Given task » Revise the listing below by replacing "as a marker" with "as a dot" wherever it occurs, leaving everything else as it stands. Leave the pictures out of your answer.

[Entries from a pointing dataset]
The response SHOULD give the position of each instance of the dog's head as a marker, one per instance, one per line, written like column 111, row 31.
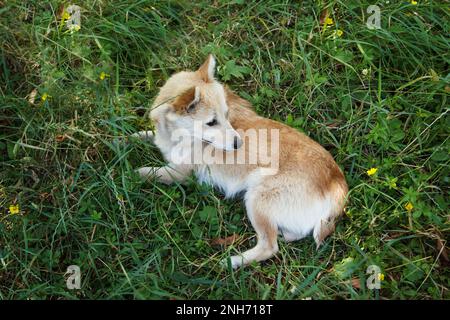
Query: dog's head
column 199, row 108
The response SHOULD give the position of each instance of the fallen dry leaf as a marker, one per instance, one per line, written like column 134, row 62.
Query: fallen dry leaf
column 224, row 241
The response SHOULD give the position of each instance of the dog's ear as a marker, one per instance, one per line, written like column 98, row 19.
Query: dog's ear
column 187, row 101
column 207, row 69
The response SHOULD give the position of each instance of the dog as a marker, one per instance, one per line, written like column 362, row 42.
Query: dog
column 304, row 194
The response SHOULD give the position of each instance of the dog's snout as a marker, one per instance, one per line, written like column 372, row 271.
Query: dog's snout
column 237, row 143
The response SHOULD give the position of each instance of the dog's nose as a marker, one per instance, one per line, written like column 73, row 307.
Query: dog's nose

Task result »
The response SHOULD give the position of each instance of the dog's head as a dot, one per instance, one per line, written like column 111, row 31.
Query: dog's head
column 199, row 108
The response SHOULD give the position of each instance of the fallen dry leaf as a dot, one per instance, one per line, written like column 134, row 62.
Query: fallen dry leaf
column 224, row 241
The response SHOULD give the position of each instance of the dog's ear as a dot, one per instance, one per line, written like column 98, row 19.
Query: dog's ear
column 187, row 101
column 207, row 69
The response SHOULD give the position of each instance of the dog as a dot, one per instance, one per line, written like column 362, row 42.
Query: dog
column 304, row 194
The response SHOULD give the position of each instance of the dog's snout as a dot, one per instance, one per line, written like column 372, row 271.
Query: dog's snout
column 237, row 143
The response SHOULD give the position of each instance of the dog's nose as a dot, one per instance, one per line, written like column 73, row 307.
Query: dog's nose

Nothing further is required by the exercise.